Given problem:
Render every line of the entries below as a numbered list, omitting any blank lines.

---- Information shown

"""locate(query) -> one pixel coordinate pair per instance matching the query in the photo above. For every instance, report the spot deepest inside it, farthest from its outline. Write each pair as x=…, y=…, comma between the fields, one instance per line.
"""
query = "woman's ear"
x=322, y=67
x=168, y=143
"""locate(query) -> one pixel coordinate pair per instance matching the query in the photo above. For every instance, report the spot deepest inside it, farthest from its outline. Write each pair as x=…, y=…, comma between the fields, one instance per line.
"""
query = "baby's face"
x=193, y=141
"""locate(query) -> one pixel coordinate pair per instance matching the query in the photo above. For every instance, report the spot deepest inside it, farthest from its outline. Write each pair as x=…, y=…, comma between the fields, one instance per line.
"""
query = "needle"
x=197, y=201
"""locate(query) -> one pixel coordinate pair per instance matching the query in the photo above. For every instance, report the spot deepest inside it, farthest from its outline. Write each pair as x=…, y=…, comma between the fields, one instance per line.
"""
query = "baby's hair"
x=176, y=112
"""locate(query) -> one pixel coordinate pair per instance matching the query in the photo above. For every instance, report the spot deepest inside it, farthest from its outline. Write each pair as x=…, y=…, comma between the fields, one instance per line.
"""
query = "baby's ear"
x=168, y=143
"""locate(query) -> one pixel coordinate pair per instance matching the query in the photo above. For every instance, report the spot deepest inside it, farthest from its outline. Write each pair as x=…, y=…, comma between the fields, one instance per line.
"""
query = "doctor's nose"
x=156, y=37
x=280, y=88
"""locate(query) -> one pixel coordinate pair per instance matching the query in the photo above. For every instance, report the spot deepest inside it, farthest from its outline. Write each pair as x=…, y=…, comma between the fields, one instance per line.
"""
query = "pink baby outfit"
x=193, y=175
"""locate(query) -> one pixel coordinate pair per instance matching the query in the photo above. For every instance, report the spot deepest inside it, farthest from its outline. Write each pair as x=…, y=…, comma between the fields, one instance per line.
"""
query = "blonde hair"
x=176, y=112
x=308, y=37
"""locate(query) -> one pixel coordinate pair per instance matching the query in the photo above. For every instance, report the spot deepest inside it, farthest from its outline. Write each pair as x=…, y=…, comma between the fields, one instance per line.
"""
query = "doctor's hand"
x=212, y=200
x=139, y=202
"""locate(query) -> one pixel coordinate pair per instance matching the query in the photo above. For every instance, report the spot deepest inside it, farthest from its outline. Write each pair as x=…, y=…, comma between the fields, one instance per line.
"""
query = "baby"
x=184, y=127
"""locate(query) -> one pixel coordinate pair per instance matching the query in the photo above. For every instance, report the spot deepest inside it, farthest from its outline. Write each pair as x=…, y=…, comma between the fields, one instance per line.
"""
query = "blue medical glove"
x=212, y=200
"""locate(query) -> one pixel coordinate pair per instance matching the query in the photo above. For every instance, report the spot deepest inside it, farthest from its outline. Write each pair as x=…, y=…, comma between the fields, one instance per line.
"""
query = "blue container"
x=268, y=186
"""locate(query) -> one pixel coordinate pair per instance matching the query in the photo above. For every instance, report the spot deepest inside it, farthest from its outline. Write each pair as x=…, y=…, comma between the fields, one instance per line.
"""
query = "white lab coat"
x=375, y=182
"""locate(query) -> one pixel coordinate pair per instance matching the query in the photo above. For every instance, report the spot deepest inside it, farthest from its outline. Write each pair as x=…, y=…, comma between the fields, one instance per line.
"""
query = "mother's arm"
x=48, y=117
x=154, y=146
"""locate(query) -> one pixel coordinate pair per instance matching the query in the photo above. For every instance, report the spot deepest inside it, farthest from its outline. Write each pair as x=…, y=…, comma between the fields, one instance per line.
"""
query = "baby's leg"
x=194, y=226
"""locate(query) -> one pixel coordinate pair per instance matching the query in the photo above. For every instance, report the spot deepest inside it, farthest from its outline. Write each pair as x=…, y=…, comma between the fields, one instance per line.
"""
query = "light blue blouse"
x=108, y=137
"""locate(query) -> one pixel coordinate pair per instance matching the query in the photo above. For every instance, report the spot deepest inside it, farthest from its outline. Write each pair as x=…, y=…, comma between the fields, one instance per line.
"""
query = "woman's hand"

--------

In response:
1. """locate(query) -> one pixel coordinate pair per instance matching the query in the photo above. For every instance, report the spot deepest inside it, farthest from its outline. Write each pair as x=…, y=…, comma between the fields, one instance per line.
2. """
3. query = "woman's ear"
4. x=322, y=67
5. x=168, y=143
6. """locate(query) -> one pixel coordinate pair per instance matching the query in the photo above. For every instance, report the spot deepest inside it, farthest from its outline. Write each pair as x=…, y=…, comma between the fields, one instance per line.
7. """
8. query = "baby's face"
9. x=193, y=141
10. """locate(query) -> one pixel coordinate pair per instance matching the query in the photo above. For every instance, report the spot deepest inside it, farthest from its outline. Write each pair as x=…, y=…, comma between the fields, one instance per line.
11. """
12. query = "needle"
13. x=197, y=201
14. """locate(query) -> one pixel coordinate pair per instance matching the query in the photo above. For every instance, report the spot deepest inside it, farthest from its outline. Write each pair as x=…, y=…, comma between the fields, one instance per line.
15. """
16. query = "baby's hair"
17. x=176, y=112
18. """locate(query) -> one pixel coordinate pair per instance matching the query in the photo above. For every instance, report the spot deepest inside it, farthest from its outline. Write each pair as x=…, y=…, comma between the fields, one instance per line.
19. """
20. query = "baby's ear"
21. x=168, y=143
22. """locate(query) -> one pixel coordinate pair per instance matching the query in the photo above. For every instance, report the spot deepest inside it, farthest from its outline. Write each pair as x=…, y=…, comma between the fields, one instance per line.
23. """
24. query = "doctor's nose"
25. x=156, y=37
26. x=280, y=88
27. """locate(query) -> one pixel coordinate pair per instance matching the query in the photo above. For every instance, report the spot deepest inside it, farthest from its outline. Write each pair as x=…, y=…, comma between the fields, one instance per line.
28. """
29. query = "pink baby outfit"
30. x=193, y=175
31. """locate(query) -> one pixel coordinate pair per instance matching the query in the photo above. For every instance, report the spot deepest inside it, farthest from its outline. Write each pair as x=…, y=…, comma between the fields, one instance per line.
32. """
33. query = "blonde hair"
34. x=176, y=112
35. x=308, y=37
36. """locate(query) -> one pixel coordinate pair per instance matching the query in the photo above. For every instance, report the spot deepest inside it, farthest from its outline. Write each pair as x=…, y=…, comma between the fields, one instance per line.
37. """
38. query = "doctor's hand"
39. x=212, y=200
40. x=139, y=202
41. """locate(query) -> one pixel coordinate pair per instance matching the query in the photo above. For every instance, report the spot deepest inside it, farthest from its outline. Write each pair as x=…, y=…, comma between the fields, one instance per line.
42. """
43. query = "baby"
44. x=184, y=127
45. """locate(query) -> one pixel coordinate pair per instance matching the query in the photo above. For every instance, report the spot deepest inside it, farthest from its outline. Write each pair as x=…, y=…, comma between the fields, one instance per line.
46. """
47. query = "blue medical glove"
48. x=212, y=200
49. """locate(query) -> one pixel coordinate pair per instance matching the query in the photo above. For every instance, report the spot deepest inside it, farthest from its outline. Write each pair as x=…, y=…, comma between the fields, one instance per line.
50. """
51. query = "blue container"
52. x=268, y=186
53. """locate(query) -> one pixel coordinate pair per instance matching the query in the photo above. For every instance, report the spot deepest inside it, farthest from its outline. Write each pair as x=…, y=…, comma between the fields, one instance per line.
54. """
55. query = "white lab coat"
56. x=375, y=182
57. """locate(query) -> one pixel coordinate pair per instance matching the query in the photo above. For every instance, report the spot deepest inside it, farthest from its outline. Write each pair as x=…, y=…, comma between the fields, one instance per line.
58. """
59. query = "mother's arm"
60. x=48, y=117
61. x=154, y=146
62. """locate(query) -> one pixel coordinate pair per instance matching the query in the photo above. For every instance, report the spot deepest inside it, farthest from its outline. Write each pair as x=…, y=…, comma between the fields, one instance per line.
63. """
64. query = "baby's leg"
65. x=194, y=226
66. """locate(query) -> one pixel coordinate pair per instance matching the query in the photo above. For every instance, report the spot deepest inside it, farthest from its outline. Write each pair as x=…, y=…, comma between the fields, one instance per line.
67. """
68. query = "light blue blouse"
69. x=108, y=137
70. """locate(query) -> one pixel coordinate pair per instance matching the query in the photo above. For every instance, report the spot deepest inside it, farthest from its outline. Write each pair as x=…, y=…, comma between the fields, one instance per line.
71. """
72. query = "woman's hand"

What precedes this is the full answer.